EXERCISE INSTRUCTIONS: Could you render the data below as a Markdown table with a "Row" column numbering each line and a "Line" column holding it, leaving out the blank lines?

Raw records:
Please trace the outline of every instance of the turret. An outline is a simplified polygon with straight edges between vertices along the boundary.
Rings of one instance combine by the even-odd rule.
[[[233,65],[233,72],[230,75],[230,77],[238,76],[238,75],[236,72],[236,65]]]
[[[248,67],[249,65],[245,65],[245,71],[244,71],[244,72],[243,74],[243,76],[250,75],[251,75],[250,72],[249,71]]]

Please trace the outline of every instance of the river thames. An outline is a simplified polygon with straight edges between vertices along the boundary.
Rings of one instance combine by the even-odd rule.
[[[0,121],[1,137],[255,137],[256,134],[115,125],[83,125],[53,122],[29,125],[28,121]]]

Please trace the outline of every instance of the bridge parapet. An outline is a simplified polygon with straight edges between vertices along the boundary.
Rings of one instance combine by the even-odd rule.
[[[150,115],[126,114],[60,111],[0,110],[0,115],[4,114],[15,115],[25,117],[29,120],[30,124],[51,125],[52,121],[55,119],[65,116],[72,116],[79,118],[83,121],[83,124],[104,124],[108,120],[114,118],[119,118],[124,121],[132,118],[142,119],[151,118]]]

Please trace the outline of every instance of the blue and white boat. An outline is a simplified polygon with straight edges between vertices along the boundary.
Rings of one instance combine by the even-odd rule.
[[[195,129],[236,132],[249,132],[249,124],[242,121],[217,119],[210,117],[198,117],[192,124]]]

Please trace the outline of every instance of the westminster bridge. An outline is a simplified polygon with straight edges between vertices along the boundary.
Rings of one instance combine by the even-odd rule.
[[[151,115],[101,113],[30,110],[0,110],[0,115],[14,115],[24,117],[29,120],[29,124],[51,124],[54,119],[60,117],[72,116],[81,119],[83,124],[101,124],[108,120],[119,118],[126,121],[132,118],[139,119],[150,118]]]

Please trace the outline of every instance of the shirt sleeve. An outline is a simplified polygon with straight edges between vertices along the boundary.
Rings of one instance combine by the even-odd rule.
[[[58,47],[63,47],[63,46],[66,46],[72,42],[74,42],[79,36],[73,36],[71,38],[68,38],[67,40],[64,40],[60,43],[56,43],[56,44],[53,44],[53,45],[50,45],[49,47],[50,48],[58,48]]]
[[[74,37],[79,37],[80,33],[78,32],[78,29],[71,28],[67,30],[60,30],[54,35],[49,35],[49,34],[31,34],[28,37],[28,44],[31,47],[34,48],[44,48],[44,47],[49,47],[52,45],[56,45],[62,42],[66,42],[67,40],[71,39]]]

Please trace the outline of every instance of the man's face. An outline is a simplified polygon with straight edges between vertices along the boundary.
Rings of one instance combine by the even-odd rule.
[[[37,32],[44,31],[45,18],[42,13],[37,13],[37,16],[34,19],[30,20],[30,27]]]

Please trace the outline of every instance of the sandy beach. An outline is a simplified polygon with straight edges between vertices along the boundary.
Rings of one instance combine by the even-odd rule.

THE ANSWER:
| Row | Line |
|---|---|
| 1 | Please trace the outline of every instance of the turret. An outline is a simplified polygon with straight edges between vertices along the boundary. |
| 2 | Rings of one instance combine by the even-odd rule. |
| 3 | [[[233,65],[233,72],[230,75],[230,77],[238,76],[238,75],[236,72],[236,65]]] |
| 4 | [[[248,67],[249,65],[245,65],[245,71],[244,71],[244,72],[243,74],[243,76],[250,75],[251,75],[250,72],[249,71]]] |
| 5 | Please trace the outline of every instance of the river thames. An outline is a simplified polygon with straight edges between vertices along the boundary. |
| 6 | Rings of one instance combine by the even-odd rule. |
| 7 | [[[0,121],[1,137],[255,137],[256,134],[115,125],[83,125],[53,122],[29,125],[28,121]]] |
| 8 | Please trace the outline of every instance of the bridge parapet. An outline is a simplified polygon with straight edges between vertices along the boundary. |
| 9 | Rings of one instance combine by the even-odd rule. |
| 10 | [[[150,115],[126,114],[60,111],[0,110],[0,115],[4,114],[15,115],[25,117],[29,120],[30,124],[51,125],[52,121],[55,119],[65,116],[72,116],[79,118],[83,121],[83,124],[104,124],[108,120],[114,118],[119,118],[124,121],[132,118],[142,119],[151,118]]] |
| 11 | Please trace the outline of every instance of the blue and white boat. An outline is a simplified polygon with straight edges between vertices along the boundary. |
| 12 | Rings of one instance combine by the even-odd rule. |
| 13 | [[[195,129],[236,132],[249,132],[249,124],[242,121],[217,119],[210,117],[198,117],[192,124]]] |
| 14 | Please trace the outline of every instance of the westminster bridge. An outline is a simplified polygon with straight edges between vertices along the boundary. |
| 15 | Rings of one instance combine by the even-odd rule. |
| 16 | [[[151,115],[101,113],[30,110],[0,110],[0,115],[14,115],[24,117],[29,120],[29,124],[51,124],[54,119],[60,117],[72,116],[81,119],[83,124],[101,124],[108,120],[119,118],[126,121],[132,118],[139,119],[150,118]]] |
| 17 | Please trace the outline of every instance of the shirt sleeve. An outline is a simplified polygon with straight edges between vertices along the boundary. |
| 18 | Rings of one instance combine by the even-odd rule. |
| 19 | [[[58,47],[63,47],[63,46],[66,46],[72,42],[74,42],[79,36],[73,36],[71,38],[68,38],[67,40],[64,40],[60,43],[56,43],[56,44],[53,44],[53,45],[50,45],[49,47],[50,48],[58,48]]] |
| 20 | [[[74,37],[79,37],[80,33],[78,32],[78,29],[71,28],[67,30],[60,30],[54,35],[49,35],[49,34],[31,34],[28,37],[28,44],[31,47],[34,48],[44,48],[44,47],[49,47],[52,45],[56,45],[62,42],[66,42],[67,40],[71,39]]] |
| 21 | Please trace the outline of every instance of the man's face. An outline is a simplified polygon with straight edges between vertices along the boundary. |
| 22 | Rings of one instance combine by the even-odd rule. |
| 23 | [[[37,32],[44,31],[45,18],[42,13],[37,13],[37,16],[34,19],[30,20],[30,27]]] |
| 24 | Please trace the outline of every instance of the sandy beach. An outline is a simplified polygon with straight edges between vertices along the boundary. |
| 25 | Rings of one instance combine by the even-odd rule. |